# Data shown
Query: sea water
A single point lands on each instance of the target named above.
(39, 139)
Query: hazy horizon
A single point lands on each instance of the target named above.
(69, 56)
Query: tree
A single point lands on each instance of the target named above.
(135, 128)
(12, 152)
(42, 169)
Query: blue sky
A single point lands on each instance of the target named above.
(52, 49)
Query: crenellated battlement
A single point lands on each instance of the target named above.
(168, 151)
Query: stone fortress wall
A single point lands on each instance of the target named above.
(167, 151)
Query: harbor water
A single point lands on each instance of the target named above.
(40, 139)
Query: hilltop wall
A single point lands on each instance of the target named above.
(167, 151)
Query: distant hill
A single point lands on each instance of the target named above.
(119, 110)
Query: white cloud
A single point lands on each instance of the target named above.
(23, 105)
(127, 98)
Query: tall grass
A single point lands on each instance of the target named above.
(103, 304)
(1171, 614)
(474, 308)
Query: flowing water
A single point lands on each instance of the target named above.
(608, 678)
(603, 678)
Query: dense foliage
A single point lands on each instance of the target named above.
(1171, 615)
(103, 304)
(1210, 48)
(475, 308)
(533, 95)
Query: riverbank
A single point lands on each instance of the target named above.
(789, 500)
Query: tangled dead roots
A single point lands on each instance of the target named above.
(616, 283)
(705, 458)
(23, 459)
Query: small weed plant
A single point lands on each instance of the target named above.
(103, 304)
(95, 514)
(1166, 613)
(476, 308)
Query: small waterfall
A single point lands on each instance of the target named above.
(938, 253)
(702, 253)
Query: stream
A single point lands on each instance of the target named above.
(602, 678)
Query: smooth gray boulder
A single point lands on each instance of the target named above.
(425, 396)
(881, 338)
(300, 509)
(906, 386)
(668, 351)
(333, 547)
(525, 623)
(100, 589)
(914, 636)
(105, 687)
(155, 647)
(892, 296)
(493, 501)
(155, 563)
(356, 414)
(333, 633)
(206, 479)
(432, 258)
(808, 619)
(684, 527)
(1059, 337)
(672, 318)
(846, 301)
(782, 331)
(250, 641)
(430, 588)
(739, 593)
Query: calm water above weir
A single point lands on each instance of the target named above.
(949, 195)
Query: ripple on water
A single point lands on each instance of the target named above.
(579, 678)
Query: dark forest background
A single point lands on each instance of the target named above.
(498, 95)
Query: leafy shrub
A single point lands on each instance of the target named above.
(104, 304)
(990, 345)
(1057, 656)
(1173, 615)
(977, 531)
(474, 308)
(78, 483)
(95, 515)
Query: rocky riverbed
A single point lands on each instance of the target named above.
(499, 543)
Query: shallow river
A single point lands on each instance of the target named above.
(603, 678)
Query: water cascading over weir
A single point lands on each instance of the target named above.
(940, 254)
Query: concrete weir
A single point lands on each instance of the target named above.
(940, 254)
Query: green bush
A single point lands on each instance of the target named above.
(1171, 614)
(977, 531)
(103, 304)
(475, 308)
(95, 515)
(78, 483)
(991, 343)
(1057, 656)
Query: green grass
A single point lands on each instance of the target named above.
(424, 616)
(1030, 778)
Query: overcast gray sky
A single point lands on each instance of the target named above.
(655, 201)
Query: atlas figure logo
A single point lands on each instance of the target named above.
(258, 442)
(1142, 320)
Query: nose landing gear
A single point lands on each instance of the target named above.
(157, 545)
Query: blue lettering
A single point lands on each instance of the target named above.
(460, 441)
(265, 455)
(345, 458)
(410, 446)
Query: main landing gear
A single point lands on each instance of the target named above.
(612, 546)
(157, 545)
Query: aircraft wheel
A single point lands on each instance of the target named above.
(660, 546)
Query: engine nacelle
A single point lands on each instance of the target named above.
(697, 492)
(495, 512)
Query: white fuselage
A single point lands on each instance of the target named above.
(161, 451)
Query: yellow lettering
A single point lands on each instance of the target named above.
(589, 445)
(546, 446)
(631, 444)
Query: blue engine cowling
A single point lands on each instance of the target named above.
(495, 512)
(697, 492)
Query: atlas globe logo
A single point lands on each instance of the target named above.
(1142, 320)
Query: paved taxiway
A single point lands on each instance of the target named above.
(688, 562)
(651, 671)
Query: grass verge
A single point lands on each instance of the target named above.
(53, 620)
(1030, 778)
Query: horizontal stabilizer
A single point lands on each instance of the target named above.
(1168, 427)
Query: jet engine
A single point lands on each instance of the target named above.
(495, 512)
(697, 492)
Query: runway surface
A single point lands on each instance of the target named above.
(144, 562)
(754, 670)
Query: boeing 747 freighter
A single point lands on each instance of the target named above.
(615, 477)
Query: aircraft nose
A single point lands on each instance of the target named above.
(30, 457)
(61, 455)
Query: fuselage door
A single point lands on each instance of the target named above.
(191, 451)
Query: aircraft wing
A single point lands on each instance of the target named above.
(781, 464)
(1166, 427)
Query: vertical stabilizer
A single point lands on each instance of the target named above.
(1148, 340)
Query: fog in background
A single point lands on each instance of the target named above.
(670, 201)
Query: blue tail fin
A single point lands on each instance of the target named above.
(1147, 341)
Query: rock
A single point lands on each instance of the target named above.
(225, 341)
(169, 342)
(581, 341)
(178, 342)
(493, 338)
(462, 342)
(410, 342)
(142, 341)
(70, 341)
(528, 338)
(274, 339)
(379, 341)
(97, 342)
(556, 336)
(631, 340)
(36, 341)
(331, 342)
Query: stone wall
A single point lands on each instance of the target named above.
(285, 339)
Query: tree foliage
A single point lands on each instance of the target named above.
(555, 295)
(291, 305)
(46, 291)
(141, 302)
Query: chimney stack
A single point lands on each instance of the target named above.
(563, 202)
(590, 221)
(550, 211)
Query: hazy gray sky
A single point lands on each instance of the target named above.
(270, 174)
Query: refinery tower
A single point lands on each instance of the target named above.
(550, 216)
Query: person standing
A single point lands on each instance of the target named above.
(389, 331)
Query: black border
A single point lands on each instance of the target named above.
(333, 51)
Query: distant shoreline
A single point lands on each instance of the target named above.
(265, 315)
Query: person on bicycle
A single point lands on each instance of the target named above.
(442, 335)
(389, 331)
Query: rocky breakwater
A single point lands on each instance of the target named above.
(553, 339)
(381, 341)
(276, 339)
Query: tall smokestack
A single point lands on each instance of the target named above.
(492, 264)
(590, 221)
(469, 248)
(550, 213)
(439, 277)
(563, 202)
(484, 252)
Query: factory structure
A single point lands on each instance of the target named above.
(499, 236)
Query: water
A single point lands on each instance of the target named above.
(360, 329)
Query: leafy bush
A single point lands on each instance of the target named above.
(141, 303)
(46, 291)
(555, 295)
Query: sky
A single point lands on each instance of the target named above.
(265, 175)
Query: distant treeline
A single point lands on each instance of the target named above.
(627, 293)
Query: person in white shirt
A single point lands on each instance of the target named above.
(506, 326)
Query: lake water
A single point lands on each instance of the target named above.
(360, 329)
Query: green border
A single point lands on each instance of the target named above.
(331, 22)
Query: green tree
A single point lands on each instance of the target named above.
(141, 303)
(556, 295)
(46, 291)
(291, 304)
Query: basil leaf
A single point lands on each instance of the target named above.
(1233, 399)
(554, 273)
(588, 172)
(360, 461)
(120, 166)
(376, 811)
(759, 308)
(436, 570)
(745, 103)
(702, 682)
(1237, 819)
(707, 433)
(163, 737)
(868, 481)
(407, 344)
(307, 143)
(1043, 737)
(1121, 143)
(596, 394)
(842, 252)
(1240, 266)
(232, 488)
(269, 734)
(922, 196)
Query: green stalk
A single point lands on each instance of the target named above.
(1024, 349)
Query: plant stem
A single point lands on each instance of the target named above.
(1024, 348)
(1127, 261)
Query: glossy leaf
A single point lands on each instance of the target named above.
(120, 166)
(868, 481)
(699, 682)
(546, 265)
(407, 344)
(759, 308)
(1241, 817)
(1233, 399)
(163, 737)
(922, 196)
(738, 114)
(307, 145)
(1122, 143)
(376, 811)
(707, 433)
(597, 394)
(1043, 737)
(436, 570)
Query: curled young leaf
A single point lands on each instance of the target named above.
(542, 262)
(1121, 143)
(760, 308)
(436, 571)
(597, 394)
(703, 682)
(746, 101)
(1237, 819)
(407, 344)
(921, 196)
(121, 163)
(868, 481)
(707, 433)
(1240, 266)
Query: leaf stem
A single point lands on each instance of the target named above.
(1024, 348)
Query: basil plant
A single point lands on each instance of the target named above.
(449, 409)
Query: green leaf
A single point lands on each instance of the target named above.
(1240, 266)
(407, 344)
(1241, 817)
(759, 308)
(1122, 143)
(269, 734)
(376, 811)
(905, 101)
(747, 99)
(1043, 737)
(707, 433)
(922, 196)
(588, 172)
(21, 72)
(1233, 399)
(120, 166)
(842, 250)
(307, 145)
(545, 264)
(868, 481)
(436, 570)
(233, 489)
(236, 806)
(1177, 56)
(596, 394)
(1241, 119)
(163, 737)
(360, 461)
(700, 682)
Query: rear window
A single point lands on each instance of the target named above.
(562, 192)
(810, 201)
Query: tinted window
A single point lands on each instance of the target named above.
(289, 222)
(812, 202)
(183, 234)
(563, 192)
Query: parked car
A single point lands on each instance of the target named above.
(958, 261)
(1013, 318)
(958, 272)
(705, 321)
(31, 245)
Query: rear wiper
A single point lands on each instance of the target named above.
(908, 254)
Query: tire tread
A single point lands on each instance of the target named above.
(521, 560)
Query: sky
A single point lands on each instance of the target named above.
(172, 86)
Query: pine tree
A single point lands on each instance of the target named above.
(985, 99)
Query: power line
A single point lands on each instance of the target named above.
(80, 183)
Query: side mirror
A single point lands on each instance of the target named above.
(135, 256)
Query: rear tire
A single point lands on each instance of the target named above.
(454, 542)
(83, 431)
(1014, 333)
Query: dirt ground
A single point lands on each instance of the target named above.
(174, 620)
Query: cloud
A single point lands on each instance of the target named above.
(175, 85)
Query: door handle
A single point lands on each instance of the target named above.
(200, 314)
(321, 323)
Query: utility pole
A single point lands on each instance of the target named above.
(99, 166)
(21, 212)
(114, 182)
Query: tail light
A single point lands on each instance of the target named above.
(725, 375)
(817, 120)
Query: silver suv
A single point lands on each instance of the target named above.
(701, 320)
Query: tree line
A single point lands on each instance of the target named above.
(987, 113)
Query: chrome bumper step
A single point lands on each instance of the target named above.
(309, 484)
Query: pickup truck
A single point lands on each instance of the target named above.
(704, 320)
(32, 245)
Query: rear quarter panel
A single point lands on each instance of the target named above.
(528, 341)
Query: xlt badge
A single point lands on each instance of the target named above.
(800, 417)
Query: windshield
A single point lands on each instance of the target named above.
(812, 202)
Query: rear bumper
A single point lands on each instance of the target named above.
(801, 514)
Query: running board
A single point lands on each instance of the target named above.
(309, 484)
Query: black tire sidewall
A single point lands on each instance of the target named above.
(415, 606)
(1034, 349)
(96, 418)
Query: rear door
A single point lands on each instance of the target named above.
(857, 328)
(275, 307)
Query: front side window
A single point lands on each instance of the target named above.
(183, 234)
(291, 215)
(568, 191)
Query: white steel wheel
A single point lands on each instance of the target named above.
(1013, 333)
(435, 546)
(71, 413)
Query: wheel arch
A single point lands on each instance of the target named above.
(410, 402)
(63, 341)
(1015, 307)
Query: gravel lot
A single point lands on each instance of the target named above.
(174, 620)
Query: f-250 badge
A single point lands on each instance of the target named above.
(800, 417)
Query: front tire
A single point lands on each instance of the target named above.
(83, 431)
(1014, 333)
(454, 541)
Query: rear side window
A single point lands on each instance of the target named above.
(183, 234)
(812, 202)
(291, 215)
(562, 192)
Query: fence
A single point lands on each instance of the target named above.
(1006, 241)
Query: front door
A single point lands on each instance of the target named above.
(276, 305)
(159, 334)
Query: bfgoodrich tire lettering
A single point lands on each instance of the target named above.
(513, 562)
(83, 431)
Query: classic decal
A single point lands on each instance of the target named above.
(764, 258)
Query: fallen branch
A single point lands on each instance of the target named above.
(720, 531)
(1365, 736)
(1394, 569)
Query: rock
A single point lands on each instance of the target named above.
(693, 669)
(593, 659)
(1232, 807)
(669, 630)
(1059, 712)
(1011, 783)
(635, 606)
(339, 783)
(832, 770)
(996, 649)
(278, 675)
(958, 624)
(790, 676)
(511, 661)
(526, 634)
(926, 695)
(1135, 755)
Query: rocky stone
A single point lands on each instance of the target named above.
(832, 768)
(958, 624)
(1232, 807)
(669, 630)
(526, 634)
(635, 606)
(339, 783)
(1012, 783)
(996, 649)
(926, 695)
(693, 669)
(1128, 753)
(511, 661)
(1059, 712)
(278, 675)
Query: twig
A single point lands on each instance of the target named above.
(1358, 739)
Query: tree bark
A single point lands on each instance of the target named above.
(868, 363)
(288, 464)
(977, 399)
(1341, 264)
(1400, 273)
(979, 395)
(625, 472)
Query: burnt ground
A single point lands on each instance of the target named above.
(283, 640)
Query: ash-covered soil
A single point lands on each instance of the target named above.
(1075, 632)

# Given request
Give back the lines of the listing from the one with "Query: fence" through the end, both included, exactly as written and with nothing added.

# Solution to this problem
Query: fence
A single point lands on each instance of the target named above.
(1006, 241)
Query: front door
A single point lands on each instance of the target named above.
(276, 305)
(159, 334)
Query: bfgoodrich tire lettering
A single point lands on each instance of the target named above.
(513, 562)
(83, 431)
Query: classic decal
A single point lands on each instance of the target named above.
(764, 258)
Query: fallen branch
A single point lands on each instance of the target named above.
(720, 531)
(1365, 736)
(1394, 569)
Query: rock
A single point lands on each instance of the target named above.
(693, 669)
(593, 659)
(1232, 807)
(669, 630)
(1059, 712)
(1011, 783)
(635, 606)
(339, 783)
(832, 770)
(996, 649)
(278, 675)
(958, 624)
(790, 676)
(511, 661)
(526, 634)
(926, 695)
(1135, 755)
Query: rocky stone
A single point lands on each instance of the target named above.
(832, 768)
(958, 624)
(1232, 807)
(669, 630)
(526, 634)
(635, 606)
(339, 783)
(1012, 783)
(996, 649)
(926, 695)
(693, 669)
(1128, 753)
(511, 661)
(1059, 712)
(278, 675)
Query: twig
A single point lands on each instance of the target named above.
(1358, 739)
Query: tree bark
A single point lands on each instance of the target named above.
(868, 363)
(288, 464)
(977, 399)
(1341, 264)
(1400, 273)
(979, 395)
(625, 472)
Query: burnt ground
A single point lands on each instance of the target named above.
(283, 640)
Query: ash-covered soil
A single point lands on each instance of the target named above.
(1075, 632)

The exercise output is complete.